▸ Required tasks
**a.** Extract the stretch from "Ron Ely, 81, who" through "get medical assistance." word for word from the news article about Ron Ely's lawsuit.
**b.** According to the news article about Ron Ely's lawsuit, how much law enforcement experience does the fourth deputy who shot at Cameron have?
**c.** Write the next part of the news article about Ron Ely's lawsuit, picking up after its final sentence.

▸ Document extract
'Tarzan' actor Ron Ely sues Santa Barbara cops for shooting his 'unarmed' son dead after he killed his mom

Cameron Ely allegedly fatally stabbed his mother Valerie Lundeen Ely last year in October


                            'Tarzan' actor Ron Ely sues Santa Barbara cops for shooting his 'unarmed' son dead after he killed his mom
(Getty Images)

SANTA BARBARA, CALIFORNIA: 'Tarzan' actor Ron Ely is filing a lawsuit against Santa Barbara sheriff's office over the death of his son and wife at their home in California. Ron's 30-year-old son, Cameron Ely, who allegedly fatally stabbed his 62-year-old mother Valerie Lundeen Ely last year in October, was shot dead by police officers. Authorities, however, have not released any motive in the stabbing case.

Ron Ely, 81, who played the lead role in the 1966 NBC series 'Tarzan', is now suing the city of Santa Barbara and police for the wrongful death of his son and unspecified damages, according to TMZ. Ely has said that his son was unarmed and was surrendering when officers shot him at least 22 times. The suit has also argued that Valerie, meanwhile, was left to die by the deputies who did not check whether she was still alive and took nearly 30 minutes to get medical assistance.

The Santa Barbara Sheriff’s Department, in its statement, had said that four of its deputies fired 24 rounds at Cameron after he told the officers that he was armed and made motions which suggested that he was drawing a weapon. Cameron was shot dead by police outside his father's home in Hope Ranch, Santa Barbara. Reports state that at least three of the deputies who shot at Cameron have over 12 years of experience each and the fourth has two years of law enforcement experience.

▸ Given records
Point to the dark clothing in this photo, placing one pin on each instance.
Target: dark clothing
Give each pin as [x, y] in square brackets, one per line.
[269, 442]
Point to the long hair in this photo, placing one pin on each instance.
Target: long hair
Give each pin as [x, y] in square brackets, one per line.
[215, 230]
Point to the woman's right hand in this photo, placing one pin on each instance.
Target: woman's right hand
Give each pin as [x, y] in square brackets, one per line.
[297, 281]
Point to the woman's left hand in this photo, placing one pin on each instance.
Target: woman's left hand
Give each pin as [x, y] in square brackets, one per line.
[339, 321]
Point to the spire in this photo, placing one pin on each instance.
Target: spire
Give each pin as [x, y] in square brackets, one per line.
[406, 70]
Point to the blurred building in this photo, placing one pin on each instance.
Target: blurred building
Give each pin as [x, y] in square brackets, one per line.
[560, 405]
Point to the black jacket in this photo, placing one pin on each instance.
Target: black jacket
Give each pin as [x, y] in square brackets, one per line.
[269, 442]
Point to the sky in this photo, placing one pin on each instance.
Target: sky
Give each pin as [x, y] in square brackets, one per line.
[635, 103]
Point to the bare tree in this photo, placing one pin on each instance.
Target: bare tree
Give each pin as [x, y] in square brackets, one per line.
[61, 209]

▸ Task responses
**a.**
Ron Ely, 81, who played the lead role in the 1966 NBC series 'Tarzan', is now suing the city of Santa Barbara and police for the wrongful death of his son and unspecified damages, according to TMZ. Ely has said that his son was unarmed and was surrendering when officers shot him at least 22 times. The suit has also argued that Valerie, meanwhile, was left to die by the deputies who did not check whether she was still alive and took nearly 30 minutes to get medical assistance.

**b.** Two years.

**c.**
Ely, however, has said that audio from the night of the incident appears to contradict what police have said about his son, according to The Santa Barbara Independent. The civil claim filed by the former actor in July states: "The reprehensible conduct of the Santa Barbara Sheriff’s Department Deputies was egregious, entirely unreasonable, and, accordingly, unconstitutional. Defendant Deputies did not know, and failed to check, if Decedent Valerie was alive when they arrived. Suddenly, and without any warning or legal justification, multiple Defendant Deputies opened fire on Decedent Cameron, striking him a total of 22 times with bullets from several department issued weapons."

"The shooting occurred less than 20 seconds after Defendant Deputies saw Decedent Cameron walk around the corner with his hands up, the universal act of surrender," the document stated. "Decedent Cameron was unarmed, nonviolent, and acting calmly during the entirety of the short encounter. He did not make any aggressive movements or furtive gestures nor did he utter any threats which would have led a reasonable Sheriff’s deputy to believe that he posed a risk of death or serious bodily injury to anyone," it added.

Cameron and his mother were pronounced dead at the scene. Ely, however, was not injured in the incident but was taken by authorities for an evaluation at a nearby hospital.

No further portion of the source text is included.